*** Given data ***
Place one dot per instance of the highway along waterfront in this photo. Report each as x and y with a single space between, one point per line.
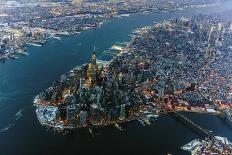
22 79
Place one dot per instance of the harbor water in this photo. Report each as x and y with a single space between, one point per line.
21 79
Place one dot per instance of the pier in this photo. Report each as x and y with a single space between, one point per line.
225 114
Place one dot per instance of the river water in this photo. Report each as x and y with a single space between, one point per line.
22 79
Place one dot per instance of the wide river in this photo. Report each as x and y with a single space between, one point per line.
23 78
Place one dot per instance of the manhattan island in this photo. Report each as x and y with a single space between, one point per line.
177 65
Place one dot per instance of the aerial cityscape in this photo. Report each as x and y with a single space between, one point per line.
95 66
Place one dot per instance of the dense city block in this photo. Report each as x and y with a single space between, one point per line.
35 22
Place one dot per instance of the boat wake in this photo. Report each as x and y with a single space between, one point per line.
7 127
19 114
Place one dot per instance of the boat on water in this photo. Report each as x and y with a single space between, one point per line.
35 44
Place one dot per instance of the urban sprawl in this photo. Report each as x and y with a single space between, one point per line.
35 22
181 65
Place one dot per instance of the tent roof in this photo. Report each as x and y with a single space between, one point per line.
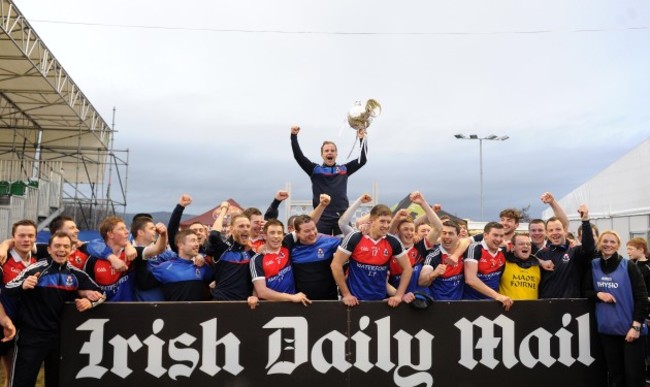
618 190
207 219
41 107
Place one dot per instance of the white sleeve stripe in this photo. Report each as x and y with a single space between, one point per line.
344 250
346 240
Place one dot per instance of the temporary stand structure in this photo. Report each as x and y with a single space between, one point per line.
49 130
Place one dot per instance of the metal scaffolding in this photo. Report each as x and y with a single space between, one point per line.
45 118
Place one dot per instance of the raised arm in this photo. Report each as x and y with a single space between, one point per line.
436 224
558 211
344 220
586 249
399 216
318 211
175 219
160 245
356 164
219 215
272 212
306 164
340 257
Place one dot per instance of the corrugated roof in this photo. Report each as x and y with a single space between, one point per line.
42 109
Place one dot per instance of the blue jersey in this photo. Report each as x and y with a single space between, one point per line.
489 269
311 266
614 318
451 284
182 280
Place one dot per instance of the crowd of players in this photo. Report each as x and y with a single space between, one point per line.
319 256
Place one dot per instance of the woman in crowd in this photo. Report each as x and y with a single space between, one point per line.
617 287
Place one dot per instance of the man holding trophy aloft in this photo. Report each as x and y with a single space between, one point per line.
329 177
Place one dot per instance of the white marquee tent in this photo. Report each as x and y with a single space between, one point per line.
618 196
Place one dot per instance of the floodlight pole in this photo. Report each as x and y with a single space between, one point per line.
491 137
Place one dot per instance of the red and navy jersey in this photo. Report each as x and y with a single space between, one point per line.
275 268
10 270
257 243
41 307
450 285
14 265
118 286
181 280
490 267
416 256
369 261
311 266
78 257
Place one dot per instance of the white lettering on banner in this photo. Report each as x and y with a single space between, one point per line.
94 348
489 342
299 345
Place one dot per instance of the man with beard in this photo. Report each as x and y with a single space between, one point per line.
567 264
328 178
175 221
521 276
537 227
311 256
443 268
180 279
271 270
369 256
231 258
120 286
23 236
44 288
484 265
416 249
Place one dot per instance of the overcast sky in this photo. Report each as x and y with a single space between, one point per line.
205 107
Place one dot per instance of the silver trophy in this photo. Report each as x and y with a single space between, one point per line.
360 117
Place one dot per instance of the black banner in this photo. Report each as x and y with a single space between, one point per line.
464 343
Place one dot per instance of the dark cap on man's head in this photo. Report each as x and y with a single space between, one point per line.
142 215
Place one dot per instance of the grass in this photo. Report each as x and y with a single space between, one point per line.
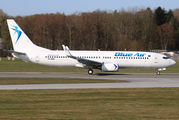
14 81
90 104
20 66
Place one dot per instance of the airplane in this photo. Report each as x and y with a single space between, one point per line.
106 61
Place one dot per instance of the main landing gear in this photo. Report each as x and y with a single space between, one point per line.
90 71
158 73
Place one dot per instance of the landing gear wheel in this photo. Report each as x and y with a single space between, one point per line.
158 73
90 71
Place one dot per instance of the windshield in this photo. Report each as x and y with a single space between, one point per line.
166 57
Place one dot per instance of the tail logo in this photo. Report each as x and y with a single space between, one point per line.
115 66
16 31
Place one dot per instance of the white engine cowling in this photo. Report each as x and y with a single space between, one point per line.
109 67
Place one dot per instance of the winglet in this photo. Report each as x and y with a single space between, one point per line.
67 51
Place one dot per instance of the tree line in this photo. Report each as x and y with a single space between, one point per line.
138 30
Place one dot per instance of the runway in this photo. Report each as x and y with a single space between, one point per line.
134 80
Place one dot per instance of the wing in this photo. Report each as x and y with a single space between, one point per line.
86 62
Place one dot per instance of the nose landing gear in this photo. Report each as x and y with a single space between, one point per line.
158 73
90 71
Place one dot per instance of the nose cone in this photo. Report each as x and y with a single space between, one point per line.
172 62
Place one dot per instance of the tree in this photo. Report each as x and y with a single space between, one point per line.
165 33
160 16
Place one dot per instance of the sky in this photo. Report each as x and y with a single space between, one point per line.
31 7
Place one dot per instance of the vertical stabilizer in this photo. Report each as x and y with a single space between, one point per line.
19 39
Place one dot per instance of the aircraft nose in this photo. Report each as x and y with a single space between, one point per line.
172 62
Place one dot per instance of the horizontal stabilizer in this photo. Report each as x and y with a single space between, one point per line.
16 52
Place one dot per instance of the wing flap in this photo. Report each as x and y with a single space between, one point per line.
85 62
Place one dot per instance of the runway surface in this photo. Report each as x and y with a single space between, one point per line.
134 80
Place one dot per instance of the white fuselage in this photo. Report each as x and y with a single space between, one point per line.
124 59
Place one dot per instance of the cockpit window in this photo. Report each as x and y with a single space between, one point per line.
165 57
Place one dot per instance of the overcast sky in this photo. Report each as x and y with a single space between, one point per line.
31 7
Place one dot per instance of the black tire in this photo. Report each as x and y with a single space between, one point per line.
158 73
90 71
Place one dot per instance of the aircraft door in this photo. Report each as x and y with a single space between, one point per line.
37 57
155 59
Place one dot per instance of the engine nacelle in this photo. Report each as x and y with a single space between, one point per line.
109 67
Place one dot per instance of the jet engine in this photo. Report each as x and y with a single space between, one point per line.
109 67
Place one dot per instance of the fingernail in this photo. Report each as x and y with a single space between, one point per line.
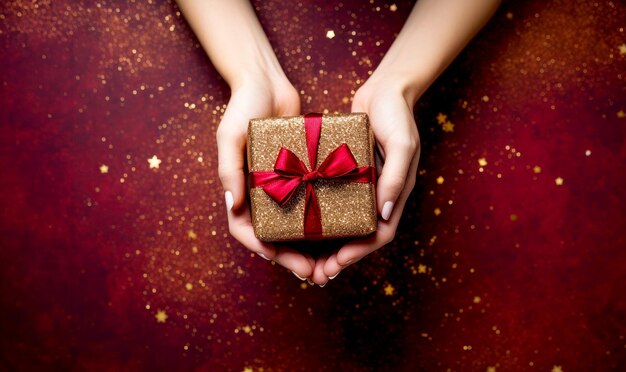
298 276
229 200
387 208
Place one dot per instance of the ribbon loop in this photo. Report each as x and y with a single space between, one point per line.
290 172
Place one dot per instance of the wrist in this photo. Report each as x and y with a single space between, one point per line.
262 68
409 87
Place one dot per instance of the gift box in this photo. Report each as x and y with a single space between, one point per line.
312 177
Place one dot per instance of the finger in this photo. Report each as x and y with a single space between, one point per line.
318 273
241 229
293 260
332 267
399 153
231 148
385 233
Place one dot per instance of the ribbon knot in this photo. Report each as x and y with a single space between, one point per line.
311 176
289 172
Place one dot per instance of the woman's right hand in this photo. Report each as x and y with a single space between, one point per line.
254 97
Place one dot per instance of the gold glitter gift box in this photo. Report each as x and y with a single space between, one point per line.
312 177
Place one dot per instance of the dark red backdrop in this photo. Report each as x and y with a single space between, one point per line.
511 253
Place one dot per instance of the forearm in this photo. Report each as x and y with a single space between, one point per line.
433 35
232 36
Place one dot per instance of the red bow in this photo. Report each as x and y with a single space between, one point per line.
289 172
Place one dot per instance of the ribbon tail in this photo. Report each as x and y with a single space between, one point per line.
312 214
281 189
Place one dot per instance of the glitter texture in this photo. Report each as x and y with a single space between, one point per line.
348 209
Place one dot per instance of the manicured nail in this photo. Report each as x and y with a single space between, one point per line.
298 276
229 200
387 208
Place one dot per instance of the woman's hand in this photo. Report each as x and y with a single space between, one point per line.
256 97
390 113
422 50
233 38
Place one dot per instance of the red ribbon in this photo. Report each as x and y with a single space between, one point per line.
289 172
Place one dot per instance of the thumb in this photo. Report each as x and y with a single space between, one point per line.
393 178
231 146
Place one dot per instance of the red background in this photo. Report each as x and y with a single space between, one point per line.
519 272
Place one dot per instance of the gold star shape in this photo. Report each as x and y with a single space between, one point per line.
154 162
191 234
161 316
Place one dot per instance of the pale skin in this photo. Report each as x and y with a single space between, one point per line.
433 35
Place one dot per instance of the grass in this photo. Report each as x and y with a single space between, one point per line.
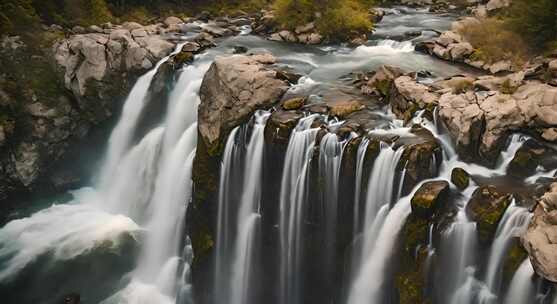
494 41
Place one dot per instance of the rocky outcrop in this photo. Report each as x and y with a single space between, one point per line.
428 198
540 240
480 121
486 207
233 88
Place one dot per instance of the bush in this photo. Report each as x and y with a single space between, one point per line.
348 18
535 20
334 19
494 42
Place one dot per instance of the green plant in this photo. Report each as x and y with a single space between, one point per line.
535 20
493 42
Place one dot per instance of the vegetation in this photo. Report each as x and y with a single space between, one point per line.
535 21
334 19
495 42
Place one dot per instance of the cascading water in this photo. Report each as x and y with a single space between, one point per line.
513 224
248 214
380 227
292 198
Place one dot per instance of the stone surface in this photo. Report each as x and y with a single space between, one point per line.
486 207
428 198
233 88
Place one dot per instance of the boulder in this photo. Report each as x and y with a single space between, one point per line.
487 207
428 198
232 89
294 103
460 178
407 96
381 81
540 239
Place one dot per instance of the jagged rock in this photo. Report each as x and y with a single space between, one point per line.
343 108
407 96
382 80
460 178
232 89
541 238
294 103
427 199
486 207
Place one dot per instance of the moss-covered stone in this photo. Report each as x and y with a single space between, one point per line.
428 198
294 103
514 258
486 207
460 178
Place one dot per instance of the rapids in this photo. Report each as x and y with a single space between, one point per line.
122 239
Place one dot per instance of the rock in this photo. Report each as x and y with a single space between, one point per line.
460 178
552 67
486 207
526 160
460 51
497 4
232 89
407 96
541 238
382 80
428 198
448 38
500 66
343 108
294 103
169 21
302 29
216 31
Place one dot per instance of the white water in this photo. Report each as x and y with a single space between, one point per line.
248 214
380 228
522 288
513 224
292 198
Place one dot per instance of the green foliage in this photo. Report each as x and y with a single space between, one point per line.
495 42
346 18
535 20
334 19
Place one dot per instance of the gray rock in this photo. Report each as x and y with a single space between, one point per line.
233 88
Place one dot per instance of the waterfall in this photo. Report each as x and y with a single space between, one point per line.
230 158
522 288
248 214
459 245
380 228
513 224
121 136
292 198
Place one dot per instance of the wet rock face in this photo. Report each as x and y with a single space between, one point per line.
486 207
541 238
460 178
232 89
428 198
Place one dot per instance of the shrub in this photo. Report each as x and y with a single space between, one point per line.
348 18
494 42
535 20
334 19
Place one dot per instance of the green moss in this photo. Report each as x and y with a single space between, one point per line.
460 178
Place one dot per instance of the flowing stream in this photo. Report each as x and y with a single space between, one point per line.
135 214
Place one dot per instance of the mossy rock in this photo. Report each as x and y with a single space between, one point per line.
514 258
486 207
428 198
294 103
460 178
526 160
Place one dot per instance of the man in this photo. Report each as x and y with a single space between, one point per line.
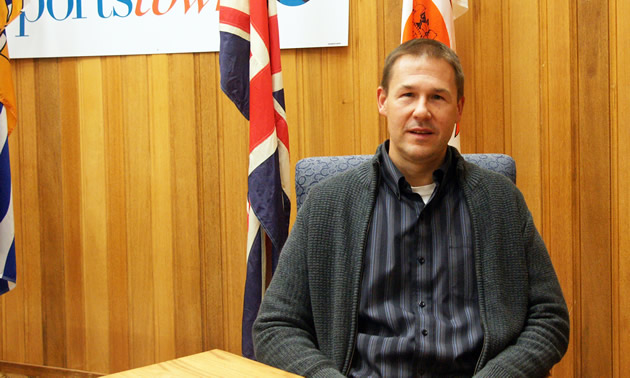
415 263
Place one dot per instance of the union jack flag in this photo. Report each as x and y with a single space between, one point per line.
251 76
9 10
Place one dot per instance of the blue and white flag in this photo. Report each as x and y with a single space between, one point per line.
7 233
9 10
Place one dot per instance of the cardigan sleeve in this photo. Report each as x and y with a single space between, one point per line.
284 332
544 337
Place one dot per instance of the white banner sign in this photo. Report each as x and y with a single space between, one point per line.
61 28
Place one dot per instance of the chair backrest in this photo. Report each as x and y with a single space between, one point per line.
310 171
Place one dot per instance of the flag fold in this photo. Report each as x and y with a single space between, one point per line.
251 76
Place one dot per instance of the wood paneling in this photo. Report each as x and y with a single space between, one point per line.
130 178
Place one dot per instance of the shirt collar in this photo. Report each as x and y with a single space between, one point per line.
397 182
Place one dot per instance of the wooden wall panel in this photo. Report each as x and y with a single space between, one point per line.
117 264
595 189
162 227
90 349
621 195
130 178
72 177
558 210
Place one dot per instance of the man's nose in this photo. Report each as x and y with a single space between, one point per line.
422 110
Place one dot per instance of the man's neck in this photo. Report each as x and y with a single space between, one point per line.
419 174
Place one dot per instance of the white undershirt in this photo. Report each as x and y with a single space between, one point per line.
424 191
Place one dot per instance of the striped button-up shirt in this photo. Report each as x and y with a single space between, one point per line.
419 310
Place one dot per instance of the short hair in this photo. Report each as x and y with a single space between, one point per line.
420 47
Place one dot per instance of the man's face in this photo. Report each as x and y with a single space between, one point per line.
421 107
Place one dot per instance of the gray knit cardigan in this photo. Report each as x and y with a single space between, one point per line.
307 323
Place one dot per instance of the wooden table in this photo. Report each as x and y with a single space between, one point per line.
214 363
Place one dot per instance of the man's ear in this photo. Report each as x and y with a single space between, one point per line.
381 99
460 108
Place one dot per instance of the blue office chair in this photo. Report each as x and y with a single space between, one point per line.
310 171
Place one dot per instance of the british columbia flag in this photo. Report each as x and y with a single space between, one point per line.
251 76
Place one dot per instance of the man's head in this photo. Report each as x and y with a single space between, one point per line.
420 96
420 47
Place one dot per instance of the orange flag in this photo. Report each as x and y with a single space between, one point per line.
432 19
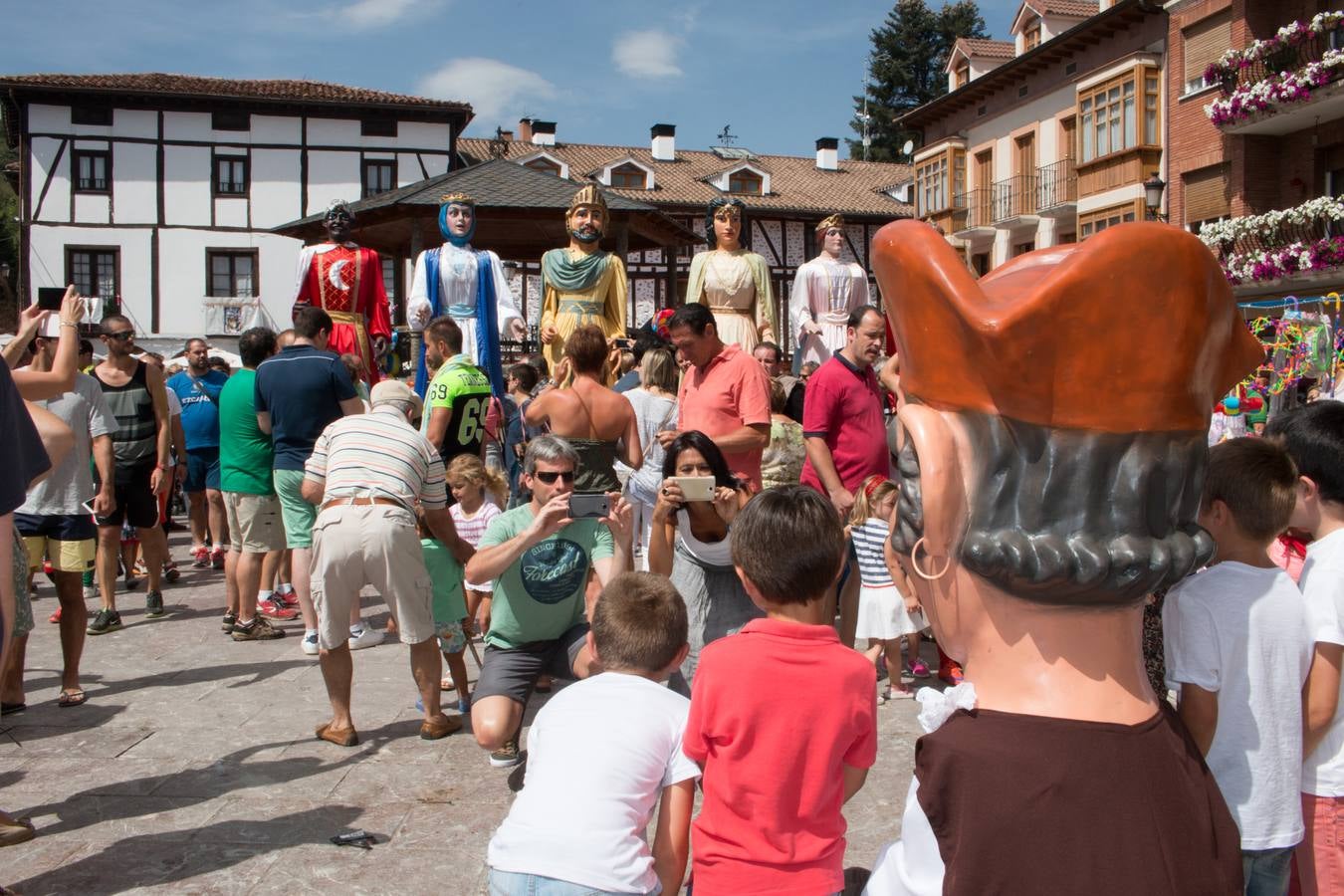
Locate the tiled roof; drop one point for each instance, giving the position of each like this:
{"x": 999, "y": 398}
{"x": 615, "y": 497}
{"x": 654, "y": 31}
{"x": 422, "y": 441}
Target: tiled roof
{"x": 1075, "y": 8}
{"x": 153, "y": 82}
{"x": 795, "y": 183}
{"x": 494, "y": 184}
{"x": 987, "y": 49}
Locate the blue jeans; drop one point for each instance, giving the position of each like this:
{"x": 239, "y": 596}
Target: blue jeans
{"x": 1266, "y": 871}
{"x": 506, "y": 883}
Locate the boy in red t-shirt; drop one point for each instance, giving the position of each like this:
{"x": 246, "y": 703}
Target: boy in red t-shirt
*** End of Given data ***
Goal of the exercise - Collect the lines of the records that include the string "position".

Answer to the problem -
Locate the tiled roof; drop one point for each instance, giving the position of each like this:
Locate the blue jeans; drop one point for each instance, giving the position of each like this:
Locate the boy in red t-shirt; drop one point for each instance, giving the position of each like this:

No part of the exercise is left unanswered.